Pakweg veertig jaar geleden was het voor westerlingen
praktisch onmogelijk muziek uit het communistische Oostblok te ontdekken.
Hetzelfde gold natuurlijk ook andersom vanwege de daar heersende regimes. Gelukkig
kon Andres Roots als jochie vanuit Estland Finse radiostations ontvangen en
ontdekte zo veel westerse muziek, waaronder zijn grote liefde, de blues. Na de
val van de Muur en door de komst van internet verdween het gordijn voorgoed en
kan een artiest als Andres over de hele wereld optreden. De muziek van Andres
ontdekte ik zo’n vier jaar geleden bij de release van zijn fraaie, inventieve
album Winter.
Sindsdien recenseerde ik ook zijn albums Breakfast
in September, Mono
en het debuutalbum
van zijn instrumentale kwartet Sawmill Roots Orchestra. Andres is een artiest
die ik een warm hart toedraag, omdat hij geheel onafhankelijk en eigenzinnig
zijn eigen weg gaat. In zijn blues composities vermengd hij regelmatig op
inventieve wijze invloeden uit andere genres. Zijn nieuwste album Mississippi to Loch Lomond is een
livealbum wat vorig jaar opgenomen is. Drie tracks werden opgenomen in Estland.
In maart maakte hij met zijn oude vriend Dave Arcari een korte toer door
Schotland, daarvan belandden zes opnames gemaakt in Milton of Buchanan op het
album. De overige zes tracks werden opgenomen in Clarksdale, de bakermat van de
blues, waarbij hij trouwens gebruik maakte van een geleende gitaar. Alleen Station Blues Medley betreft een
traditional, de overige zijn eigen composities. Gelukkig worden de opnames
niet overschaduwd door geroezemoes van het publiek, het enige wat je hoort is
af en toe een beschaafd applaus. Iets waar het doorsnee publiek in Nederland nog
een hoop van kan leren. Het ouwehoeren tijdens concerten in Nederland wordt
niet voor niets “the Dutch disease” genoemd.

※ ※ ※

> [Opdracht A]
Werk een stuk van de recensie over Andres Roots bij: begin bij de woorden "Hetzelfde gold natuurlijk" en stop na "album Winter.". Zet daarin "Zweedse" in plaats van "Finse".
> [Opdracht B]
Waarom draagt de schrijver van de recensie over Andres Roots hem een warm hart toe?

※ ※ ※

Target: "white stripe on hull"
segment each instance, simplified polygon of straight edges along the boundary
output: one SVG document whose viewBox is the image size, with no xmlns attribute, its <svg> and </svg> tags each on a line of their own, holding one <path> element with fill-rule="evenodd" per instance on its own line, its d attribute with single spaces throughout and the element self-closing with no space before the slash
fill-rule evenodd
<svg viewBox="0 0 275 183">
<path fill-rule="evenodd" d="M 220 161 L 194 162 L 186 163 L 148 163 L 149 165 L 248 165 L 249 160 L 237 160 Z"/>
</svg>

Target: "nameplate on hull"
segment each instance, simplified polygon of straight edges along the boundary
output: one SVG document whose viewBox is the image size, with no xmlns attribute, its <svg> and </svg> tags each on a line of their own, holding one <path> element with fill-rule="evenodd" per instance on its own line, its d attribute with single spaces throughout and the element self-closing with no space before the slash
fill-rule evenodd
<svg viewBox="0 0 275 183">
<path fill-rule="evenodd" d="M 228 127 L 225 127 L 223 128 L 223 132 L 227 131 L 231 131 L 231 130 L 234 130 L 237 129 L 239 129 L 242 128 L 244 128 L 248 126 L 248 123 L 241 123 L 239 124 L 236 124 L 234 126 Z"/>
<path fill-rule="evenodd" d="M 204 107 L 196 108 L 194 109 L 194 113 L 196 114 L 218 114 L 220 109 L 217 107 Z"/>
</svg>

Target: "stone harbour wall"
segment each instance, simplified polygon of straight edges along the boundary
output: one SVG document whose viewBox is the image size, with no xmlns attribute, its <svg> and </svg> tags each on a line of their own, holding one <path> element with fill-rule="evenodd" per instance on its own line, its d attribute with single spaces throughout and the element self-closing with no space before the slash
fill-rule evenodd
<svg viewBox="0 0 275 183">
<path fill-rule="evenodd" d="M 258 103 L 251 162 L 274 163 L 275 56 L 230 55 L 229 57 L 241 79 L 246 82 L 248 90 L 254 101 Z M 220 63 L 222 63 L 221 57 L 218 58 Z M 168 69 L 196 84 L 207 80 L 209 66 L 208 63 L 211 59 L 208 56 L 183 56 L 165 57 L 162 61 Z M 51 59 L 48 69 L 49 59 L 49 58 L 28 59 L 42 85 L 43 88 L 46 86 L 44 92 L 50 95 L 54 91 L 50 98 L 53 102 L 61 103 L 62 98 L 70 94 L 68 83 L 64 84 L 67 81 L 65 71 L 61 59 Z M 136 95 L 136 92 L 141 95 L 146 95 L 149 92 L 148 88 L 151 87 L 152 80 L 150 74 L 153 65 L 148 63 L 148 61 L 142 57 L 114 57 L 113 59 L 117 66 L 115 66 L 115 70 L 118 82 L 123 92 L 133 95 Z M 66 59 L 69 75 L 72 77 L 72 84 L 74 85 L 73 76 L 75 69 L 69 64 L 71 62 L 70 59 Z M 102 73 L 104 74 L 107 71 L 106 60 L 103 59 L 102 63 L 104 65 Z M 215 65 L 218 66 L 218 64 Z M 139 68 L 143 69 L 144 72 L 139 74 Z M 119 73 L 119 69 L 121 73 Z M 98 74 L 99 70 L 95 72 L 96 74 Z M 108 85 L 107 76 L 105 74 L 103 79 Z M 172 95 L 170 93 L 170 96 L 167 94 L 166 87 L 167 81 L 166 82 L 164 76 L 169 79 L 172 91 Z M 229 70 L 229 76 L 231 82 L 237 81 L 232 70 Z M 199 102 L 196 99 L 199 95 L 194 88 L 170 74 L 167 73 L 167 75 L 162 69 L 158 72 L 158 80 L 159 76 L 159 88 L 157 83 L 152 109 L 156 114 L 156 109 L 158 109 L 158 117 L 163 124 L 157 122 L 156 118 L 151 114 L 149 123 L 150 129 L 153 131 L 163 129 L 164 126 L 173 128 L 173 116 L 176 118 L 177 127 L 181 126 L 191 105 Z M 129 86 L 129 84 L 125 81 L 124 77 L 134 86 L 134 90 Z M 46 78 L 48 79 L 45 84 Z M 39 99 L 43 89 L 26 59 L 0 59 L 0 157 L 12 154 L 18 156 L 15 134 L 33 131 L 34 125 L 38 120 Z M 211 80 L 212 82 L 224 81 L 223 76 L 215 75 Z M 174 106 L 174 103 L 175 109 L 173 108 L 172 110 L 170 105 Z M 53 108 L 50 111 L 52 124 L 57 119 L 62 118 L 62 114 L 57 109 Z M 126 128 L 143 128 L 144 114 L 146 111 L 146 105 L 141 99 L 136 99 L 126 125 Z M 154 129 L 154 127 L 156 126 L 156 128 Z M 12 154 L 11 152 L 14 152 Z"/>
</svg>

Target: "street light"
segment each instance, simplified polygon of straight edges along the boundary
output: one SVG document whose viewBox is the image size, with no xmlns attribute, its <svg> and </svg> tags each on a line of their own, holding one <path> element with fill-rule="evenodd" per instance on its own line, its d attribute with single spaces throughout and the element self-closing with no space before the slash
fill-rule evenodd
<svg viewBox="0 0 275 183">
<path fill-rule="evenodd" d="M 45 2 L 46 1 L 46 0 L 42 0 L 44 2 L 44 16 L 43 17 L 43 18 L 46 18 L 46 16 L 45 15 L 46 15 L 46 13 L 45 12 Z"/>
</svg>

※ ※ ※

> [Antwoord A]
Hetzelfde gold natuurlijk ook andersom vanwege de daar heersende regimes. Gelukkig
kon Andres Roots als jochie vanuit Estland Zweedse radiostations ontvangen en
ontdekte zo veel westerse muziek, waaronder zijn grote liefde, de blues. Na de
val van de Muur en door de komst van internet verdween het gordijn voorgoed en
kan een artiest als Andres over de hele wereld optreden. De muziek van Andres
ontdekte ik zo’n vier jaar geleden bij de release van zijn fraaie, inventieve
album Winter.

> [Antwoord B]
Omdat Andres helemaal onafhankelijk en eigenzinnig zijn eigen weg gaat.